--- Start Text extract ---

Copyright (c) 2021, salesforce.com, inc.\
All rights reserved.\
SPDX-License-Identifier: BSD-3-Clause\
For full license text, see the LICENSE file in the repo root or https://opensource.org/licenses/BSD-3-Clause

Try this notebook on [Colab](http://colab.research.google.com/github/salesforce/warp-drive/blob/master/tutorials/tutorial-5-training_with_warp_drive.ipynb)!

# ⚠️ PLEASE NOTE:
This notebook runs on a GPU runtime.\
If running on Colab, choose Runtime > Change runtime type from the menu, then select `GPU` in the 'Hardware accelerator' dropdown menu.

# Introduction

In this tutorial, we describe how to
- Use the WarpDrive framework to perform end-to-end training of multi-agent reinforcement learning (RL) agents.
- Visualize the behavior using the trained policies.

In case you haven't familiarized yourself with WarpDrive, please see the other tutorials we have prepared for you
- [WarpDrive basics](https://www.github.com/salesforce/warp-drive/blob/master/tutorials/tutorial-1-warp_drive_basics.ipynb)
- [WarpDrive sampler](https://www.github.com/salesforce/warp-drive/blob/master/tutorials/tutorial-2-warp_drive_sampler.ipynb)
- [WarpDrive reset and log controller](https://www.github.com/salesforce/warp-drive/blob/master/tutorials/tutorial-3-warp_drive_reset_and_log.ipynb)

Please also see our [tutorial](https://www.github.com/salesforce/warp-drive/blob/master/tutorials/tutorial-4-create_custom_environments.md) on creating your own RL environment in CUDA C. Once you have your own environment in CUDA C, this tutorial explains how to integrate it with the WarpDrive framework to perform training.

--- End Text extract ---
--- Start Entries provided ---

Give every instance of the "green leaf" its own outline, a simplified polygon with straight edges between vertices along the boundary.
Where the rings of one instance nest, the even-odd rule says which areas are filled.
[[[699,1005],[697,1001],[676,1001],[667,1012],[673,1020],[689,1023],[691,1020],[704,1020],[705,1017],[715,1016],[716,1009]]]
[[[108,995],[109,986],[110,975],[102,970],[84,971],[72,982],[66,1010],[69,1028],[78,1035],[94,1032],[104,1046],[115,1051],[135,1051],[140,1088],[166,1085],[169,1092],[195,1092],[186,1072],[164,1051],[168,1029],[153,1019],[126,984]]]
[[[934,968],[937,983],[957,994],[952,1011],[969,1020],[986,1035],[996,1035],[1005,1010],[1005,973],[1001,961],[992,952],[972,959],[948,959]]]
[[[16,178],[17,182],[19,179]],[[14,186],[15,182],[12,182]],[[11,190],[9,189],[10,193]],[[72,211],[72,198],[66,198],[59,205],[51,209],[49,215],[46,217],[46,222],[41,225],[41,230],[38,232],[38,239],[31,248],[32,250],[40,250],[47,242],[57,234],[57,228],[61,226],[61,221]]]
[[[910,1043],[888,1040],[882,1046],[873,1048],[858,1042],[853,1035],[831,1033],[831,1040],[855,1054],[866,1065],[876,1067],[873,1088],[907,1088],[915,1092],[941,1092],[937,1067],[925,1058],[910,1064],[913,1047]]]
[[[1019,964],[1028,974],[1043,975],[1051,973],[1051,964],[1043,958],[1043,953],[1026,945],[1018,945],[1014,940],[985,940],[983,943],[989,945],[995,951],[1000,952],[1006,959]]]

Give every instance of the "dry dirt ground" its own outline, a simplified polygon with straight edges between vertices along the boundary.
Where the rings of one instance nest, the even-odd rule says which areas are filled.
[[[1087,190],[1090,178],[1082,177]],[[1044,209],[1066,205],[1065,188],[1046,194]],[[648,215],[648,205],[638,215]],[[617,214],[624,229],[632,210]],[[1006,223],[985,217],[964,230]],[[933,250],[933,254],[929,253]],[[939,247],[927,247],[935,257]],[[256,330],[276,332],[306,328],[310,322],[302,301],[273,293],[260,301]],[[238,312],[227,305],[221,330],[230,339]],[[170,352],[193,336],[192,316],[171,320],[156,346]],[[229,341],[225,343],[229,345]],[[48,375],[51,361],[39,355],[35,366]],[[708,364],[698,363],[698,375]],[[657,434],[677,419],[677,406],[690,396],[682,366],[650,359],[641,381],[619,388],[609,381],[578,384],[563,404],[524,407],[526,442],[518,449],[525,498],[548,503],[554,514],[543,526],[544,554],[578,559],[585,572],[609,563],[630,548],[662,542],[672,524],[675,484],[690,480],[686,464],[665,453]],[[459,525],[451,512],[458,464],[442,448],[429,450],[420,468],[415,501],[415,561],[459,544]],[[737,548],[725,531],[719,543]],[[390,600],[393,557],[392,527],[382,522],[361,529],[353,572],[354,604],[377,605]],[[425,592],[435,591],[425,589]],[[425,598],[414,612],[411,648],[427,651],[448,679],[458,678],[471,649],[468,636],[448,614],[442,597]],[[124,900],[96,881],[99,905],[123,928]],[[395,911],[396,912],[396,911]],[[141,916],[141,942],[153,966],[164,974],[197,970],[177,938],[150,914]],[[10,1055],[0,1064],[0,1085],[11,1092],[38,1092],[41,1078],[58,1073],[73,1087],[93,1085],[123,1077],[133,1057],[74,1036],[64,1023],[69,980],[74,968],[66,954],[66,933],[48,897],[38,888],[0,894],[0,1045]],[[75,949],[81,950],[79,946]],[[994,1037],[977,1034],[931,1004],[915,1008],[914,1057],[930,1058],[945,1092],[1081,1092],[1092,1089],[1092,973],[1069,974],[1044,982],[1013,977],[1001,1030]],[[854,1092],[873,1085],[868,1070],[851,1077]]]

--- End Entries provided ---

**What the task requires**
Can you retype the WarpDrive tutorial text word for word, starting with "Try this notebook" and going on through "learning (RL) agents."?

**Solution for this task**
Try this notebook on [Colab](http://colab.research.google.com/github/salesforce/warp-drive/blob/master/tutorials/tutorial-5-training_with_warp_drive.ipynb)!

# ⚠️ PLEASE NOTE:
This notebook runs on a GPU runtime.\
If running on Colab, choose Runtime > Change runtime type from the menu, then select `GPU` in the 'Hardware accelerator' dropdown menu.

# Introduction

In this tutorial, we describe how to
- Use the WarpDrive framework to perform end-to-end training of multi-agent reinforcement learning (RL) agents.